Meanwhile, as of 2024, the buildout of European LNG infrastructure appeared to be slowing. Several major projects came online last year, but the pace of new proposals has nearly ground to a halt. As European gas demand begins to fall, these projects are unnecessary and risk wasting public and private investment. Transmission projects originally proposed for methane gas, only to be reenvisioned by their developers for hydrogen gas, indicate the oil and gas industry’s response to shifting winds.

This briefing provides an overview of GEM’s 2025 Europe Gas Tracker data with a focus on hydrogen. These data reveal a hydrogen network that is still early in development, built on shaky foundations, and unlikely to decarbonize Europe’s economies as its developers promise.

The Europe Gas Tracker captures a wide slice of the hydrogen network

The January 2025 version of GEM’s Europe Gas Tracker offers one of the most comprehensive surveys of European hydrogen infrastructure being developed alongside the region’s methane gas network. The database includes the following types of projects, also shown in Figure 1:

  • Twelve projects to import hydrogen derivatives, including liquefied hydrogen (LH2), ammonia (NH3), and synthetic LNG (eLNG), all associated with LNG terminals
  • 323 new and retrofitted hydrogen-capable gas transmission pipeline projects totaling 50,165 km
  • 96 gas-fired power projects with 44.6 gigawatts (GW) capacity for hydrogen-burning, associated with in-development gas plants

Figure 1

Hydrogen terminals, pipelines, and power plants would build on Europe's existing gas network

Major European LNG import projects plan for a hydrogen future

Some of the major LNG import projects in Europe have begun planning to add or retrofit infrastructure to import hydrogen derivatives, including liquefied hydrogen (LH2), ammonia (NH3), and synthetic LNG (eLNG). Import projects for hydrogen derivatives are planned for long-operating facilities, such as Belgium’s Zeebrugge LNG Terminal, which envisions becoming the “Zeebrugge Multi-Molecule Hub,” as well as at new projects arising out of Europe’s gas crisis. Such projects include Brunsbüttel FSRU in Germany, which plans to import ammonia as early as 2026 and ultimately develop a facility to crack ammonia into hydrogen.

WHAT YOU WILL DO:
• a. According to the hydrogen briefing, how many hydrogen-capable gas transmission pipeline projects does the tracker include, and what total length do they cover?
• b. Decide whether each statement agrees with the hydrogen briefing, giving yes or no and the words that settle it: (i) The tracker version discussed is from January 2025. (ii) New proposals for European LNG infrastructure are arriving at a faster pace. (iii) Brunsbüttel FSRU plans to import ammonia as early as 2026.
• c. Please reproduce everything in the hydrogen briefing from "Major European LNG" down to "ammonia into hydrogen.", with no changes.

DATA SECTION:
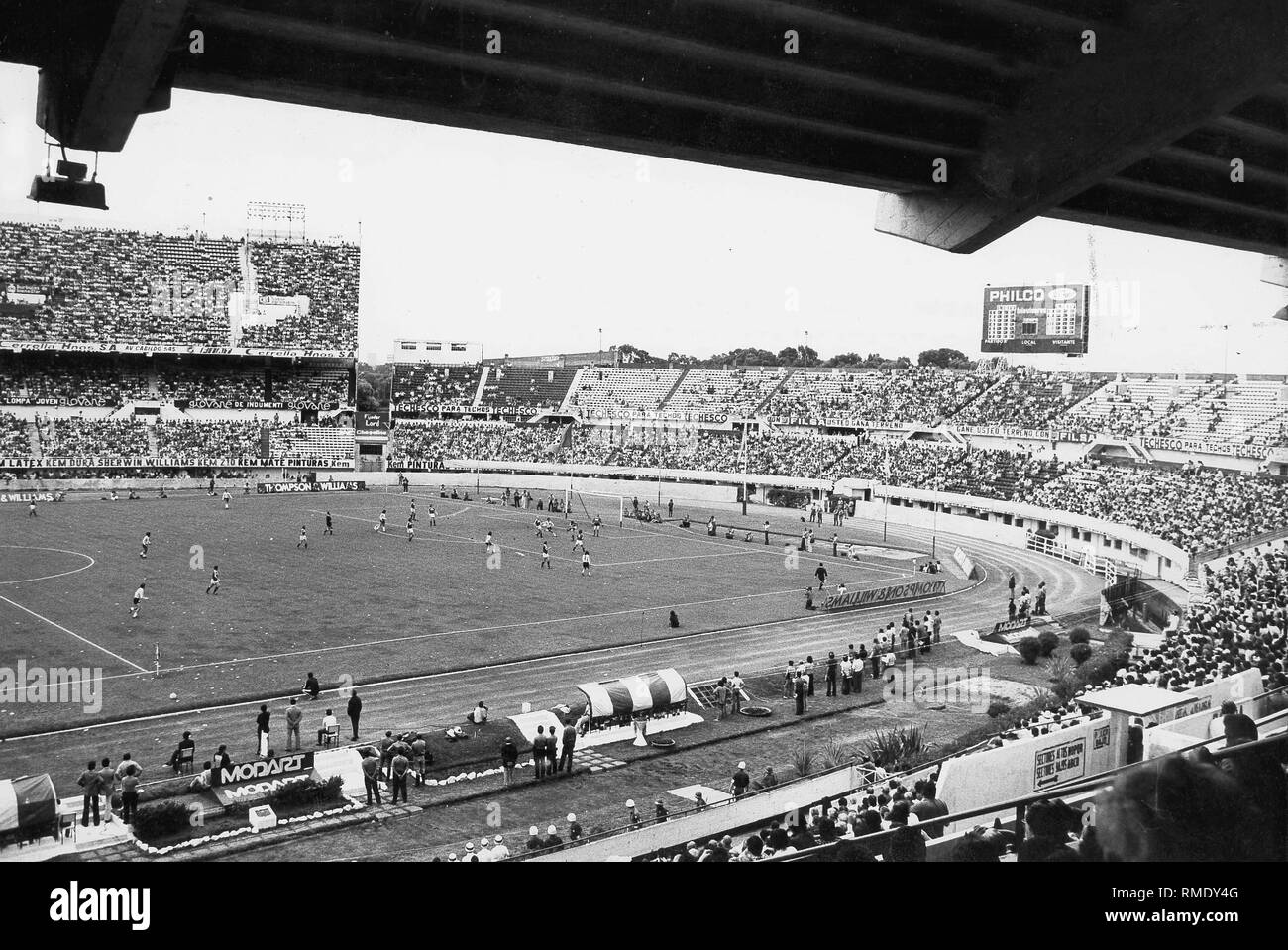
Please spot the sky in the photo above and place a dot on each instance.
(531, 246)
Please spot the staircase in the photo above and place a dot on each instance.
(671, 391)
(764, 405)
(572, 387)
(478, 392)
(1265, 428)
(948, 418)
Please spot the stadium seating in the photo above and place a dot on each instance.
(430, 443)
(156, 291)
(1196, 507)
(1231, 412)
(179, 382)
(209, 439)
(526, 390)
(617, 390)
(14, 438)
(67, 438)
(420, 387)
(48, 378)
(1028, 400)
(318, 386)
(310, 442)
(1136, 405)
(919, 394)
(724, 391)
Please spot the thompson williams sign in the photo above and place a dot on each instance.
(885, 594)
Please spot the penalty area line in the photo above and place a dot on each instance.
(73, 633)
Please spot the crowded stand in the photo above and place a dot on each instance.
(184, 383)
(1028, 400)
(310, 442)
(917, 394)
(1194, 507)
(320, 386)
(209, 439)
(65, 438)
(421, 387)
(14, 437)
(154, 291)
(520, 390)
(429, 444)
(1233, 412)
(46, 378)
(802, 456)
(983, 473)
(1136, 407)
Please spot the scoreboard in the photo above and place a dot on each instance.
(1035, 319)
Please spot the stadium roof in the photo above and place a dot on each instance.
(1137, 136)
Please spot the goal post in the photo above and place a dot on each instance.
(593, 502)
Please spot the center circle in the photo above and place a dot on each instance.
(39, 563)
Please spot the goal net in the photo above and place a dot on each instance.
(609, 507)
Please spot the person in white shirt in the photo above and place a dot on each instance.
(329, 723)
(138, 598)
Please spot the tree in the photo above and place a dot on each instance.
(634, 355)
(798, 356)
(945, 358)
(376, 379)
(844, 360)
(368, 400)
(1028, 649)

SOLUTIONS TO THE TASKS:
• a. 323 projects totaling 50,165 km.

• b.
(i) Yes: "The January 2025 version of GEM’s Europe Gas Tracker"
(ii) No: "the pace of new proposals has nearly ground to a halt"
(iii) Yes: "plans to import ammonia as early as 2026"

• c.
Major European LNG import projects plan for a hydrogen future

Some of the major LNG import projects in Europe have begun planning to add or retrofit infrastructure to import hydrogen derivatives, including liquefied hydrogen (LH2), ammonia (NH3), and synthetic LNG (eLNG). Import projects for hydrogen derivatives are planned for long-operating facilities, such as Belgium’s Zeebrugge LNG Terminal, which envisions becoming the “Zeebrugge Multi-Molecule Hub,” as well as at new projects arising out of Europe’s gas crisis. Such projects include Brunsbüttel FSRU in Germany, which plans to import ammonia as early as 2026 and ultimately develop a facility to crack ammonia into hydrogen.